◆ **Task item**
Return every line of the data below exactly, but do not include the images.

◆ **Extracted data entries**
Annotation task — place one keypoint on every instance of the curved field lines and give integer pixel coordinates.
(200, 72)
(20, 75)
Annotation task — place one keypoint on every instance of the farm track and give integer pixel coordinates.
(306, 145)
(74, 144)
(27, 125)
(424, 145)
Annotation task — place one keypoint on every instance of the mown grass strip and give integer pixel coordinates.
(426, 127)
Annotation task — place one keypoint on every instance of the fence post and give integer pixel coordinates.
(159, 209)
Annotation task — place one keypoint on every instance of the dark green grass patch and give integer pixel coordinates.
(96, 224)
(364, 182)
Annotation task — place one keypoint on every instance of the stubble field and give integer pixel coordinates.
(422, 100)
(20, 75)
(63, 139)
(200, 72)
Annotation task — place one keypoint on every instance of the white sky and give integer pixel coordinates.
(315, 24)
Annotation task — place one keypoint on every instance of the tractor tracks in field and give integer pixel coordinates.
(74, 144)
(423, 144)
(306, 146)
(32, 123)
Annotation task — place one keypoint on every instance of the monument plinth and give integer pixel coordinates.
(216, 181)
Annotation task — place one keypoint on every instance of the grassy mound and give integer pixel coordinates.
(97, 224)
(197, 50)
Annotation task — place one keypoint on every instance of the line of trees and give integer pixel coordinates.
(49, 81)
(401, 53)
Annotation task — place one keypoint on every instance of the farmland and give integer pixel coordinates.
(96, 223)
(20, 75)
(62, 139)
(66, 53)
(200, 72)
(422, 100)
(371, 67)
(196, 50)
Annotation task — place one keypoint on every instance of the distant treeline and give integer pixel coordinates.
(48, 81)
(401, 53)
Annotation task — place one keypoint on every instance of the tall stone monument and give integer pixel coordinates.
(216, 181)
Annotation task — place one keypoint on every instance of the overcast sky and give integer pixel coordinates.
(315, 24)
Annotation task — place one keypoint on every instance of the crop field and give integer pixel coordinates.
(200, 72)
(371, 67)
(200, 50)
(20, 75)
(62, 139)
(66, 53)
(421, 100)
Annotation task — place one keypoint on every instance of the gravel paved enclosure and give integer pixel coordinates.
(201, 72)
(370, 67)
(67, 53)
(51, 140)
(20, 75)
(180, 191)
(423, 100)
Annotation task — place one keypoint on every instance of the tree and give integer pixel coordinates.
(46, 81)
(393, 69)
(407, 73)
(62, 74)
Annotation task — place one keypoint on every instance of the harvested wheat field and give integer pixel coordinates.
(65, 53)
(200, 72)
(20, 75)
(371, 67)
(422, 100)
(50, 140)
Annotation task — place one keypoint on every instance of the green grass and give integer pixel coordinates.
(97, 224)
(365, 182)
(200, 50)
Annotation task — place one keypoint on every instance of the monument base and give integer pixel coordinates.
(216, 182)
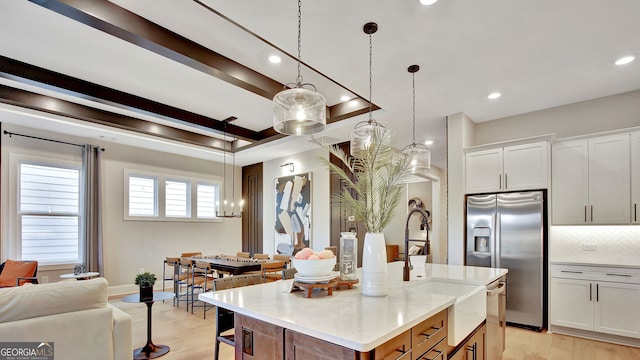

◆ **Result for this exercise**
Annotation task — place one keypoint on every instance of the curved field lines and give integer pixel coordinates.
(200, 72)
(20, 75)
Annotation task — place one keypoint on every instance of the farm track and give integer pixel coordinates.
(306, 145)
(74, 144)
(27, 125)
(424, 145)
Annotation task — place one keypoint on every instance of the mown grass strip and give integer pixel coordinates.
(426, 127)
Annotation task — place one keypoint on every instance of the fence post and give integer pixel coordinates.
(159, 209)
Annotation task — place one keypoint on every instance of the dark green grass patch and give integer pixel coordinates.
(96, 224)
(364, 182)
Annotation task — place one keypoint on every instance of the stubble field and give integer pixel coordinates.
(422, 100)
(20, 75)
(63, 139)
(200, 72)
Annotation task — place one keypoint on every instance of the white sky and give integer pixel coordinates.
(315, 24)
Annotation task — place one keypoint on every instance of the tractor tracks in field and give integer pixel coordinates.
(74, 144)
(423, 144)
(306, 146)
(32, 123)
Annotation task — place one keypoint on every instance of the monument plinth and give integer pixel coordinates.
(216, 181)
Annotation task — place one keypoint on every instance of the grassy mound and give integer pixel coordinates.
(97, 224)
(197, 50)
Annotation task — place one keypoint on every instance of the line of trees and give integer pixel coordinates.
(49, 81)
(401, 53)
Annotation task — place one keypoint on every instance of the farmland and give integer pixel coordinates.
(96, 223)
(20, 75)
(62, 139)
(66, 53)
(200, 72)
(422, 100)
(371, 67)
(196, 50)
Annotation task — place one keypoint on every instance of the distant treeline and give integer pixel coordinates.
(48, 81)
(401, 53)
Annotation task — place one keypoint on every instance of the tall stone monument and give integer pixel coordinates.
(216, 181)
Annotation task — place one keypoint on every instance of the overcast sky and give integer pixel coordinates.
(315, 24)
Annotation task — place one keypoint on every instance of the crop field and give integer pixel coordinates.
(200, 72)
(371, 67)
(200, 50)
(20, 75)
(62, 139)
(66, 53)
(421, 100)
Annotation task — place one keypoint on every instance of the gravel paved enclosure and give integer pixel coordinates.
(201, 72)
(370, 67)
(67, 53)
(51, 140)
(20, 75)
(180, 191)
(423, 100)
Annotation task — place one keypoint on every instance of the tree and give integer pixel coordinates.
(46, 81)
(393, 69)
(407, 73)
(62, 74)
Annotation task — place one keypoint on every instance of the harvested wheat field and give integer pixel coordinates.
(65, 53)
(200, 72)
(20, 75)
(371, 67)
(422, 100)
(50, 140)
Annotation task — place one keypoint on every instance of the green grass and give integer pixel coordinates.
(97, 224)
(365, 182)
(200, 50)
Annotation task — place one keypoint on every instance of the monument base and give integer pixel coordinates.
(216, 182)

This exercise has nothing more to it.